**GIVEN EXERCISE:**
Rewrite the listing below with "integer pixel coordinates" changed to "whole-number pixel coordinates" wherever it occurs, keeping everything else the same and leaving out the pictures.

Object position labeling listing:

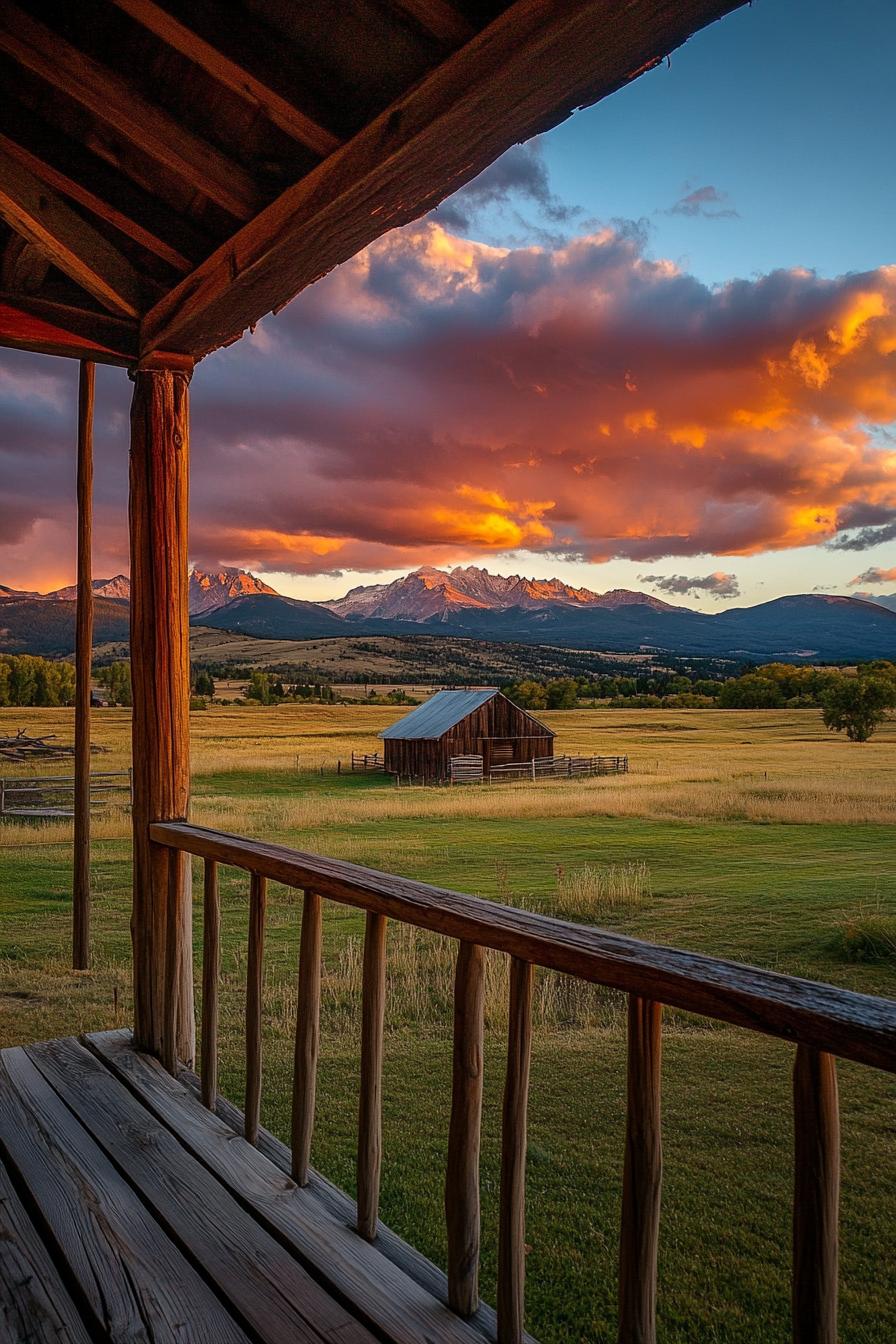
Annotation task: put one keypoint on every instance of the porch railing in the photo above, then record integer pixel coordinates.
(820, 1020)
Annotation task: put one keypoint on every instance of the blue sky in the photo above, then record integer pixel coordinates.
(787, 110)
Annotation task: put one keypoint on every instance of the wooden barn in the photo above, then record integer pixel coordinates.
(456, 723)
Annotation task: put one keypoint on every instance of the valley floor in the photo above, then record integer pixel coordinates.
(750, 835)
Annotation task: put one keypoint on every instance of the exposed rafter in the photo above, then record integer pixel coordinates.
(96, 204)
(439, 19)
(28, 323)
(113, 100)
(524, 73)
(233, 74)
(69, 241)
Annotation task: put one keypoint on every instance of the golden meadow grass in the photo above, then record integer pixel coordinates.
(693, 765)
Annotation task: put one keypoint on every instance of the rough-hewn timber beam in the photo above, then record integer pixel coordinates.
(215, 62)
(69, 241)
(524, 73)
(96, 204)
(31, 323)
(113, 100)
(439, 19)
(160, 928)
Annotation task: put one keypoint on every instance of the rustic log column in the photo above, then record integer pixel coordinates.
(83, 659)
(160, 678)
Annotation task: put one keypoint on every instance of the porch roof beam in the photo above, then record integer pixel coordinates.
(523, 74)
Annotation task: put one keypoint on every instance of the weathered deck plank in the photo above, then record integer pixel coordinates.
(394, 1304)
(254, 1273)
(34, 1303)
(135, 1282)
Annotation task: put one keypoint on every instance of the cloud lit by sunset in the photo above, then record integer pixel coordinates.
(438, 398)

**ANSWER TO THE PROBLEM:**
Annotation task: put one keypoint on every instance of the porch railing in the photo above, then record whole-number pixel coordinates.
(820, 1020)
Annotation task: put one keypoint on every instance of the blue sky in the photo above, then record whole-number pixel coordinates.
(787, 110)
Annotation task: put one keypoint on every instance of the wooden barn in the photo above, then record whole-number pixel coordinates.
(456, 723)
Annotation task: put one keypoint on every instance of the valley floor in the photo above, then record whole-number pixel coordinates.
(750, 835)
Annotation task: put one keypoint on every instance of the exposed rafter in the photo above, then record whole-number pixel coordinates.
(96, 204)
(439, 19)
(28, 323)
(113, 100)
(524, 73)
(233, 74)
(69, 241)
Annotation task: put one keypoint on every instance of the golden meadow grass in the photo above, then record whole-number pixel coordinates.
(693, 765)
Annotation task: put one keypoint on every instance of the rough-hewn timber beam in the photo above, then record whole-number pixel coordinates.
(215, 62)
(69, 241)
(524, 73)
(96, 204)
(31, 323)
(113, 100)
(439, 19)
(160, 928)
Annotation task: put one keypoint on every instance of the rustic log column in the photo above, then record whole-number pixel coordinates.
(83, 659)
(160, 678)
Annotation task: put one keypoint on every instance of the porch roof beam in the photo above, then record whole-number pixel coordinates.
(523, 74)
Annotation task: put one keypoint on every instance of the weathered deck plank in the photo above, then record whole-number pixel coordinates.
(394, 1304)
(254, 1273)
(34, 1303)
(135, 1282)
Annotation task: put one keypoint on every instance of the cloud lit by sunset in the photo above, then record whole-number pixel coordinates.
(438, 398)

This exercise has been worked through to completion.